───── Page excerpt ─────

Many of the products here are from Europe, Asia and the rest of the Americas. Of particular note is the wide variety of meat products found. Fresh meat from many different animals, both from Mexico and abroad can be found. These meats include those from iguanas, skunks, deer, rabbit, suckling pigs, goat, wild boar and lowland paca. One very unusual specialty is lion meat, from animals raised for those purpose in Zumpango and sells for about 850 pesos per kilo. Fresh meats are from both Mexican and international sources, primarily Central America and the United States, with the most popular being rabbit, venison, wild boar and crocodile. Poultry includes Cornish hens, duck, pigeon, goose, turkey, doves as well as the eggs from various types of birds. The market also has some of the finest seafood selections in the city, both Mexican and imported, including caviar that sells for more than 6,000 pesos a kilo.

───── Recorded data ─────

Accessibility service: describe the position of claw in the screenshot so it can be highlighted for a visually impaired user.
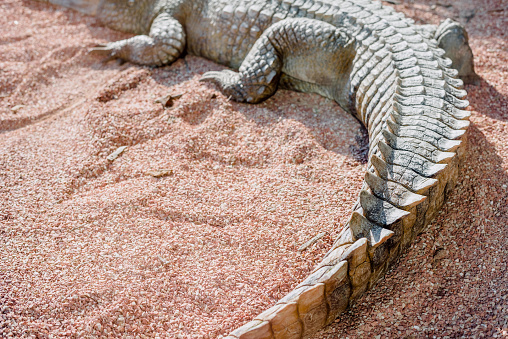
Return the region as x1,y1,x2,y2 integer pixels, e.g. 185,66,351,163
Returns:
199,69,238,86
88,44,118,63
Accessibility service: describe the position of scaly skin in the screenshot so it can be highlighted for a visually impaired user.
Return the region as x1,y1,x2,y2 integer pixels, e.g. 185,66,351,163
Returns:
35,0,476,338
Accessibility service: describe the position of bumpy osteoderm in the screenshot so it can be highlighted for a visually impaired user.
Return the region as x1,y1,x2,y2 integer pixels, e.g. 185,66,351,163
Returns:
36,0,476,339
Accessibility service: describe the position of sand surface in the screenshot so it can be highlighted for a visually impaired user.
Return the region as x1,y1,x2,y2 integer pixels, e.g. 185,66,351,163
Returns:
0,0,508,338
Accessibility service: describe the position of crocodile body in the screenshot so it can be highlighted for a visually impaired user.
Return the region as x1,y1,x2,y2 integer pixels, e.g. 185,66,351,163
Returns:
36,0,475,338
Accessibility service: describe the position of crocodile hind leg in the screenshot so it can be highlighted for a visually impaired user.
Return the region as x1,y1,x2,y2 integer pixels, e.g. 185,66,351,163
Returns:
201,18,355,103
91,13,185,66
418,19,480,84
434,19,480,84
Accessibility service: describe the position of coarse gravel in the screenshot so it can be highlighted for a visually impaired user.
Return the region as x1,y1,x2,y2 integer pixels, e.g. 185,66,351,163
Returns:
0,0,508,338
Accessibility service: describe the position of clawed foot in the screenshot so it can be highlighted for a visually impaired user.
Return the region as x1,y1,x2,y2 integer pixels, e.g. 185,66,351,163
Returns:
88,42,121,63
435,19,480,84
199,70,254,102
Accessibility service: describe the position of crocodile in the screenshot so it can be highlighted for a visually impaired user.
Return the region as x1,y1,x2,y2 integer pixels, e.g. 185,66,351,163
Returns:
35,0,478,339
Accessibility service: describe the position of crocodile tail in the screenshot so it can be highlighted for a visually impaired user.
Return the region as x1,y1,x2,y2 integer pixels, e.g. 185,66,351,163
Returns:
228,1,470,338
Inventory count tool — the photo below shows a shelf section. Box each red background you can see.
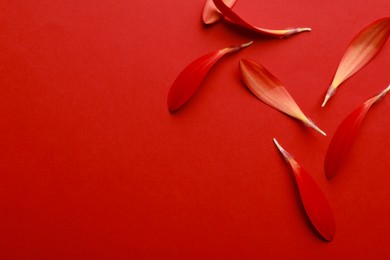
[0,0,390,259]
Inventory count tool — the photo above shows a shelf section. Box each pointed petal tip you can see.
[303,118,326,136]
[241,41,253,48]
[299,27,311,32]
[313,125,326,136]
[321,85,336,107]
[273,138,292,161]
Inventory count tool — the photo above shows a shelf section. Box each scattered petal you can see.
[167,41,253,112]
[213,0,311,38]
[322,17,390,107]
[202,0,237,24]
[325,85,390,178]
[239,59,326,136]
[274,138,336,241]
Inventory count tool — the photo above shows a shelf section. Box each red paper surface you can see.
[0,0,390,259]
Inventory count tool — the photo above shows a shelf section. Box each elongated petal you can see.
[239,59,326,135]
[167,41,252,112]
[322,17,390,106]
[325,85,390,178]
[274,138,336,241]
[202,0,237,24]
[213,0,311,38]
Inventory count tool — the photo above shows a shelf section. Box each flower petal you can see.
[274,138,336,241]
[322,17,390,107]
[167,41,253,112]
[213,0,311,38]
[239,59,326,136]
[325,85,390,178]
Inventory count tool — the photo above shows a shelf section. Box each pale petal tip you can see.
[241,41,253,48]
[273,138,292,161]
[299,28,311,32]
[321,86,336,107]
[313,125,326,136]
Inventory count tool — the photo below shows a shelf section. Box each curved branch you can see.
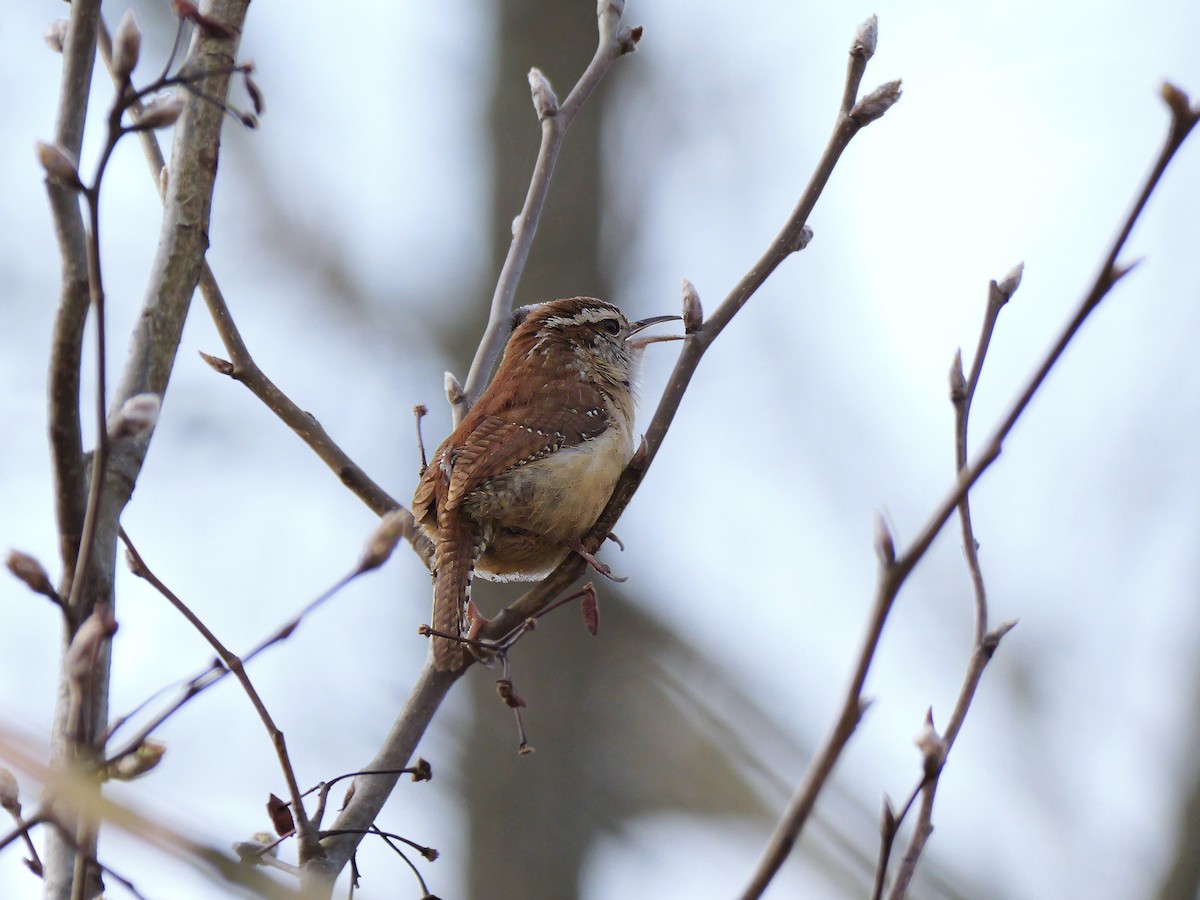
[742,86,1200,900]
[454,0,642,415]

─────

→ **Tasks**
1. Name every kind of bird that the market text lists under poultry.
2. Using the market text, answer these:
(a) About how much does lion meat sell for per kilo?
(b) Where are the animals for lion meat raised?
(c) What does caviar sell for?

→ **Per-task answers**
1. Cornish hens, duck, pigeon, goose, turkey, doves

2.
(a) About 850 pesos
(b) Zumpango
(c) More than 6,000 pesos a kilo